Region annotation items:
····················

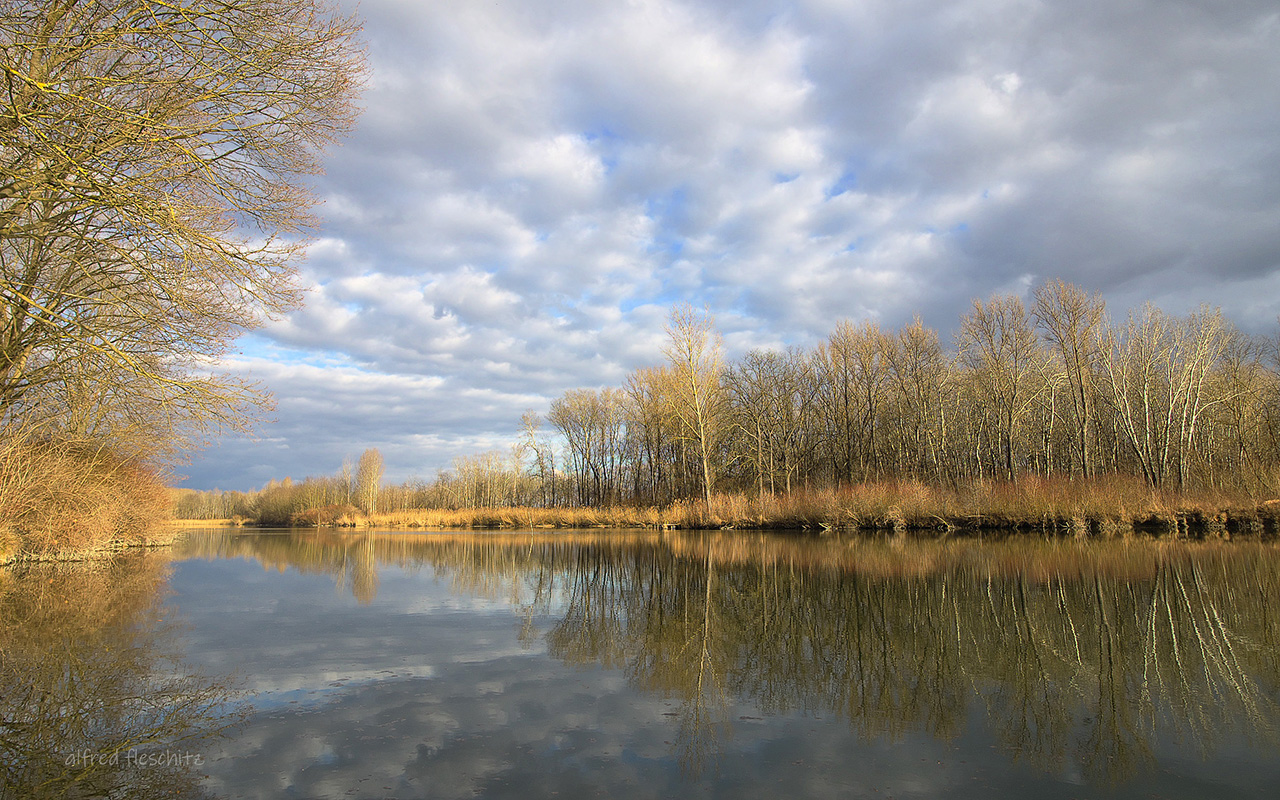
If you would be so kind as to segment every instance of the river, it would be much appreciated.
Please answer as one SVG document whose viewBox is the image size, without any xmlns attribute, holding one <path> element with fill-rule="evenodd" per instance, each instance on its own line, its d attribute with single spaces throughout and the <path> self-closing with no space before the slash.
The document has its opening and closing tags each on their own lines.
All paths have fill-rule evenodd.
<svg viewBox="0 0 1280 800">
<path fill-rule="evenodd" d="M 0 573 L 4 797 L 1276 797 L 1277 599 L 1260 541 L 192 531 Z"/>
</svg>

····················

### EXERCISE DIRECTIONS
Render every line of the records above as a JSON list of strings, one string per line, with blank lines dropped and the pictures left out.

### WRITTEN ANSWER
[
  "If you would be so kind as to segment every instance of the river, it would be much appreciated.",
  "Please answer as one SVG document whose viewBox is the image size, without any xmlns attribute, holding one <path> element with fill-rule=\"evenodd\" per instance, each instance on its own line, its d attribute with single spaces throughout and the <path> self-closing with no space before the slash.",
  "The document has its opening and closing tags each on their own lines.",
  "All paths have fill-rule evenodd.",
  "<svg viewBox=\"0 0 1280 800\">",
  "<path fill-rule=\"evenodd\" d=\"M 0 573 L 4 797 L 1276 797 L 1277 599 L 1260 541 L 192 531 Z\"/>",
  "</svg>"
]